**What is needed:**
Copy out everything in the listing from the line containing "With respect to this scan, where has the school uniform" down to the line containing "[0,5,19,189]", with both of those lines included. Reproduce each line without any change.

**Extracted material:**

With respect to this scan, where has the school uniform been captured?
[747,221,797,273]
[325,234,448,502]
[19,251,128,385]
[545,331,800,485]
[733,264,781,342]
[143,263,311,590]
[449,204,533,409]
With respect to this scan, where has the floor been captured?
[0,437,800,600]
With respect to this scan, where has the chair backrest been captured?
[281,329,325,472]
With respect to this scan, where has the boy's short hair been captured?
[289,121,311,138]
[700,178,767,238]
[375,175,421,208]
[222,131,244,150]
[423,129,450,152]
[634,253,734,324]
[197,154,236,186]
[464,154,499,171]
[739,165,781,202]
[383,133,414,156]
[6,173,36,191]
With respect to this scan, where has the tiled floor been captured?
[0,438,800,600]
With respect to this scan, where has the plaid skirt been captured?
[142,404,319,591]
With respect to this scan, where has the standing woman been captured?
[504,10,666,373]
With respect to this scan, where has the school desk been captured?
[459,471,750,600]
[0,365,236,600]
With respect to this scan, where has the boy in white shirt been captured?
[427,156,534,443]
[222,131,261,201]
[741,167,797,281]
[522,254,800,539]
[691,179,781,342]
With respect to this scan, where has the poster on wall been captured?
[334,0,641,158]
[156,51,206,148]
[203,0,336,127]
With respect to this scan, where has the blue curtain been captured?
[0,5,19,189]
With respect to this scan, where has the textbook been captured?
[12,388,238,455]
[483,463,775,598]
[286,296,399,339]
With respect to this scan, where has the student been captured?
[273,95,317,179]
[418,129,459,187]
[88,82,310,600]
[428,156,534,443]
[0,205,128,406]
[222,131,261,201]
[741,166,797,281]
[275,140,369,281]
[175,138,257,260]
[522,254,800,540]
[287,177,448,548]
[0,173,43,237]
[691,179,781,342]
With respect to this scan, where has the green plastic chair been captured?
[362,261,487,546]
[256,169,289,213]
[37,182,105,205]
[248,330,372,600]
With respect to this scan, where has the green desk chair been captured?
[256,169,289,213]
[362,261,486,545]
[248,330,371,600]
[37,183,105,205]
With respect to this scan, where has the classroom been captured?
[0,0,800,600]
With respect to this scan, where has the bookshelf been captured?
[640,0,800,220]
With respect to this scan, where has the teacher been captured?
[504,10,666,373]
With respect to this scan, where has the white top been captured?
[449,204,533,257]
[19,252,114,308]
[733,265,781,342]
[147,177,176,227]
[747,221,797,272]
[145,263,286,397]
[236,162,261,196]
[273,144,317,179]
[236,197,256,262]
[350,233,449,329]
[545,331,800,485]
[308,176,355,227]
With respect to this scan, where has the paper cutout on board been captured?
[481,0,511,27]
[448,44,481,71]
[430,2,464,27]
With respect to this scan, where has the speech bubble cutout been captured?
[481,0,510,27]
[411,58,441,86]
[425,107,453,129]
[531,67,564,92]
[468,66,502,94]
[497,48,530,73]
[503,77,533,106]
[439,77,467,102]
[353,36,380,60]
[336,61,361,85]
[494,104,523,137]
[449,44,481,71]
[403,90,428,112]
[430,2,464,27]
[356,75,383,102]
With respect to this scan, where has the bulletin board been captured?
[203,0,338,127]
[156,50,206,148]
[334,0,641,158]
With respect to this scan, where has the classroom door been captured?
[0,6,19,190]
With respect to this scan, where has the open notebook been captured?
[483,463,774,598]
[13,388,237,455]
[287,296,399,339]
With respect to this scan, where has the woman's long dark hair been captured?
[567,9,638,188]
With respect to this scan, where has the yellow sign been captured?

==

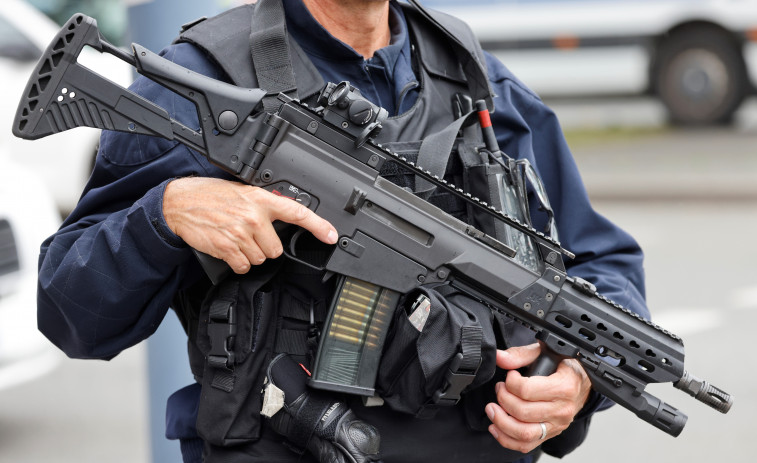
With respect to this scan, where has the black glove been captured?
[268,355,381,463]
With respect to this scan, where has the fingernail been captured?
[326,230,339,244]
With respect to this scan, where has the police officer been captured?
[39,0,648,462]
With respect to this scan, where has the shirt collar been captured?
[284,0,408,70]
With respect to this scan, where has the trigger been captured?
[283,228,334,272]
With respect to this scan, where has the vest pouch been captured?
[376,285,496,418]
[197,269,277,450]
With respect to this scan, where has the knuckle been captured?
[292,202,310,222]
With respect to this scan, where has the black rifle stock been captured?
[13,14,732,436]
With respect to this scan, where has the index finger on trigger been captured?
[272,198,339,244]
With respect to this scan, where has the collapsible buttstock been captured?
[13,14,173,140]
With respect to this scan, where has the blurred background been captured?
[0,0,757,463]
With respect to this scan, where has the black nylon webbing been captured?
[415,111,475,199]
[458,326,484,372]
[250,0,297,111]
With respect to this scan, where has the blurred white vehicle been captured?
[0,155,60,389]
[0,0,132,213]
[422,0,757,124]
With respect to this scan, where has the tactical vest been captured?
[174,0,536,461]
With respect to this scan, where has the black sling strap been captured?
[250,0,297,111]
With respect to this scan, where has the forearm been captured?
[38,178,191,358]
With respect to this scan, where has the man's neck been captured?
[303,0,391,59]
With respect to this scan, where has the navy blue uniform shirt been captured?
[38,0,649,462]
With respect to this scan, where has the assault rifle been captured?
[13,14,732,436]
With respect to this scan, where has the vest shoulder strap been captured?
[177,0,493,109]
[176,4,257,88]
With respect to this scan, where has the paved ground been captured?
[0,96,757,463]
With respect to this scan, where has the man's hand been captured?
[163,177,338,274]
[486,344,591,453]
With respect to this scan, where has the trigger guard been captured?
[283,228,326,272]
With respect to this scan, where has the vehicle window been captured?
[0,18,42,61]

==

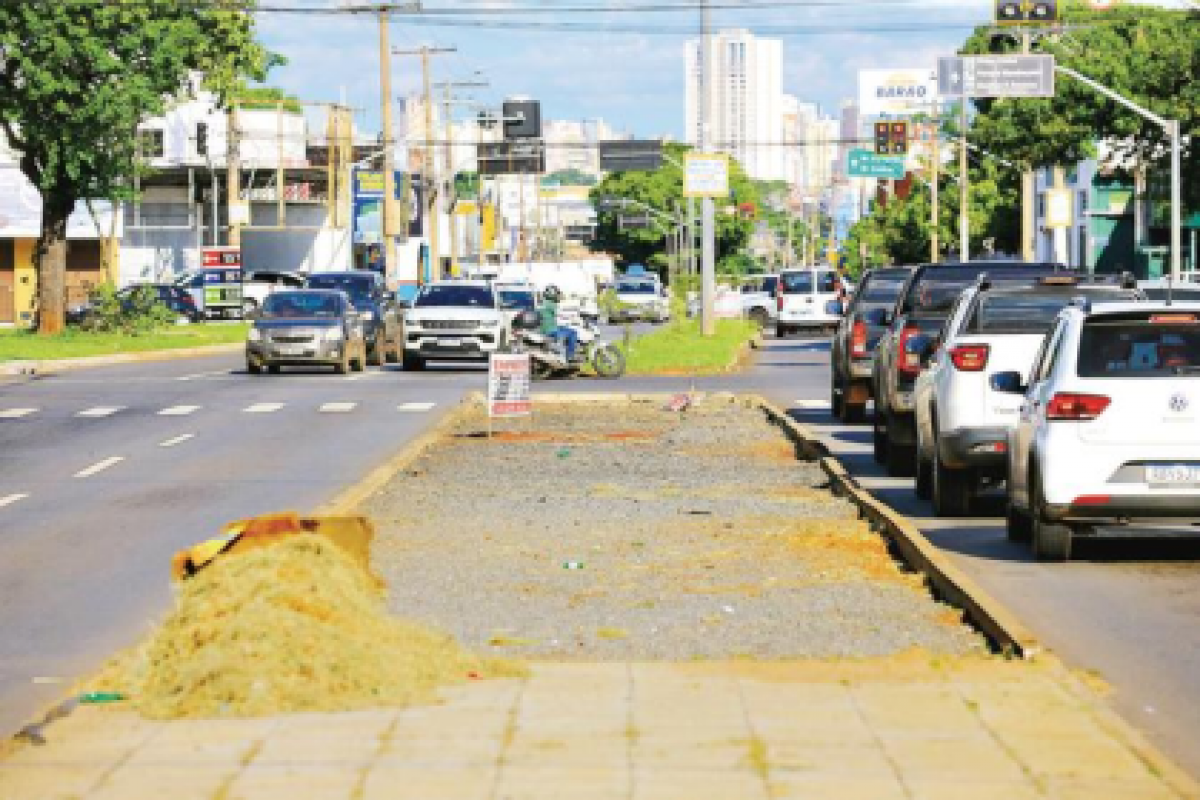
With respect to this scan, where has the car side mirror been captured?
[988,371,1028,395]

**Task response:**
With respect to this scan, where has the school uniform been captured?
[747,221,797,273]
[325,234,448,502]
[19,251,128,385]
[545,331,800,485]
[733,264,781,342]
[143,263,311,590]
[449,204,533,409]
With respect to this scan, where has the floor been captured?
[0,437,800,600]
With respect to this scan, where has the chair backrest been captured?
[281,329,325,472]
With respect to this scan, where has the boy's short hair been captured?
[289,121,311,138]
[700,178,767,238]
[375,175,421,208]
[222,131,244,150]
[423,129,450,152]
[634,253,734,324]
[197,154,236,186]
[464,154,499,171]
[739,165,781,202]
[383,133,414,156]
[6,173,36,191]
With respect to this scan, where has the tiled floor been captured?
[0,438,800,600]
With respect to this scan, where has the plaid skirt been captured?
[142,404,319,591]
With respect to this scan, where has the standing woman been captured?
[504,10,666,373]
With respect to this scan, where has the school desk been captured?
[459,471,750,600]
[0,365,236,600]
With respect to this scan, where has the boy in white shirt been captured?
[427,156,534,443]
[222,131,261,201]
[741,167,797,281]
[522,254,800,539]
[691,179,781,342]
With respect to this scan, where has the poster on wall been captured?
[334,0,641,158]
[156,51,206,148]
[203,0,336,127]
With respect to this scan, where has the blue curtain been captured?
[0,5,19,189]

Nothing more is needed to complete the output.